§ **Written instruction**
Extract all data as written.

§ **Data excerpts**
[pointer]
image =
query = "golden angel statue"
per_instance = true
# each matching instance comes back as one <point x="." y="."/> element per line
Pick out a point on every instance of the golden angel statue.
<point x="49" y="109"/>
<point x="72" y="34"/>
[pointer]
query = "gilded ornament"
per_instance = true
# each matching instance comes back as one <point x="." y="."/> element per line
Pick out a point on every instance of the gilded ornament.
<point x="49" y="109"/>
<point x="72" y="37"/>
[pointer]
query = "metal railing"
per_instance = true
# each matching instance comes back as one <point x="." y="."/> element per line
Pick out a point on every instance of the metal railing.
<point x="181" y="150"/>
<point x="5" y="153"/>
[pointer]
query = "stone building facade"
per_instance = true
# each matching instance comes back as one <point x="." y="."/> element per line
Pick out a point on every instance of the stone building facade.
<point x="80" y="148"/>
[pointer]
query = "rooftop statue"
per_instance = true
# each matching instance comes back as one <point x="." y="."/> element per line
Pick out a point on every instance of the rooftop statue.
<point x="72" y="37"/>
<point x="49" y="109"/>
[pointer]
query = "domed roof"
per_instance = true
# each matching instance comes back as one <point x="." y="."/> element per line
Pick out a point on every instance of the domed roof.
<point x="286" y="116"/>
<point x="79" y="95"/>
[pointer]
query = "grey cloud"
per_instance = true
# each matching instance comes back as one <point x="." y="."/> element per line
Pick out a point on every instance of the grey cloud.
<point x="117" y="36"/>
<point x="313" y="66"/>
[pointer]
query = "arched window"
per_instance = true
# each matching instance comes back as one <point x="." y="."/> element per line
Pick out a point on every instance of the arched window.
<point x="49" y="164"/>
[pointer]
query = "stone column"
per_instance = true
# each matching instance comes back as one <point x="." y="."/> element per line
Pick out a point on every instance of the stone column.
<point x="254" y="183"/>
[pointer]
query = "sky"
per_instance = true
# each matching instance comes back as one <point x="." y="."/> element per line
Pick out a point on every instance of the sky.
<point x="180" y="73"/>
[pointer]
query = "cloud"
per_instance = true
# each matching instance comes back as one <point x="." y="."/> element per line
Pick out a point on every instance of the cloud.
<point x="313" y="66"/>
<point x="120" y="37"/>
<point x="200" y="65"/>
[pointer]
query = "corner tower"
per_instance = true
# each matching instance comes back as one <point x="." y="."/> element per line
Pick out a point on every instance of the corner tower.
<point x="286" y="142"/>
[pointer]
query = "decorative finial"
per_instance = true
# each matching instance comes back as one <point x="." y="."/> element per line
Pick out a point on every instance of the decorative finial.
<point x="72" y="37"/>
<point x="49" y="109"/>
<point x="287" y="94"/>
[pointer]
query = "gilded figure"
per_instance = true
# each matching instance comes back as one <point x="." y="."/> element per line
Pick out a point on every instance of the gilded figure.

§ **Task result**
[pointer]
image =
query = "golden angel statue"
per_instance = true
# each matching instance comes back as one <point x="." y="."/> element per line
Pick out a point on every instance of the golden angel statue.
<point x="49" y="109"/>
<point x="72" y="34"/>
[pointer]
query = "gilded ornament"
per_instance = true
# each matching instance comes back as one <point x="." y="."/> element per line
Pick out a point on every instance of the gilded ornament.
<point x="49" y="109"/>
<point x="72" y="37"/>
[pointer]
query = "metal railing"
per_instance = true
# each matching instance comes back as one <point x="." y="."/> element per line
Pick out a point on every instance of the metal railing.
<point x="181" y="150"/>
<point x="5" y="153"/>
[pointer]
query = "stone building facade"
per_instance = true
# each matching instance comes back as one <point x="." y="."/> element per line
Pick out a point on every instance of the stone building facade.
<point x="80" y="148"/>
[pointer]
query = "rooftop statue"
per_instance = true
# each matching instance comes back as one <point x="." y="."/> element per line
Pick out a point on every instance of the rooftop statue.
<point x="72" y="37"/>
<point x="49" y="109"/>
[pointer]
query = "domed roof"
per_instance = true
# each matching instance comes back as one <point x="." y="."/> element per line
Pick out a point on every instance of the domed roof.
<point x="286" y="116"/>
<point x="79" y="95"/>
[pointer]
query = "grey cloud"
per_instance = true
# each matching instance comes back as one <point x="." y="."/> element per line
Pick out a point on every instance of the grey cloud.
<point x="117" y="36"/>
<point x="313" y="66"/>
[pointer]
query = "arched window"
per_instance = true
# each matching instance comes back as one <point x="." y="."/> element per line
Pick out a point on every instance of the arched window.
<point x="49" y="164"/>
[pointer]
query = "stone column"
per_instance = true
# each matching instance comes back as one <point x="." y="."/> element per line
Pick out a point on every instance of the stone column.
<point x="254" y="183"/>
[pointer]
query = "sky"
per_instance = true
# each matching instance comes back as one <point x="." y="."/> element per line
Pick out a point on every instance of the sky.
<point x="180" y="73"/>
[pointer]
query = "cloud"
per_instance = true
# each matching instance comes back as one <point x="." y="."/> element per line
Pick out a point on every instance of the cloud.
<point x="313" y="66"/>
<point x="120" y="37"/>
<point x="200" y="65"/>
[pointer]
query = "corner tower"
per_instance = true
# each matching instance comes back as one <point x="." y="."/> element per line
Pick out a point on every instance of the corner tower.
<point x="286" y="142"/>
[pointer]
query = "decorative finial"
per_instance = true
# each matching instance comes back as one <point x="." y="."/> element per line
Pick out a point on every instance of the decorative finial.
<point x="72" y="37"/>
<point x="49" y="109"/>
<point x="287" y="94"/>
[pointer]
query = "gilded figure"
per_instance = true
# each matching instance comes back as one <point x="." y="."/> element per line
Pick out a point on every instance of the gilded figure.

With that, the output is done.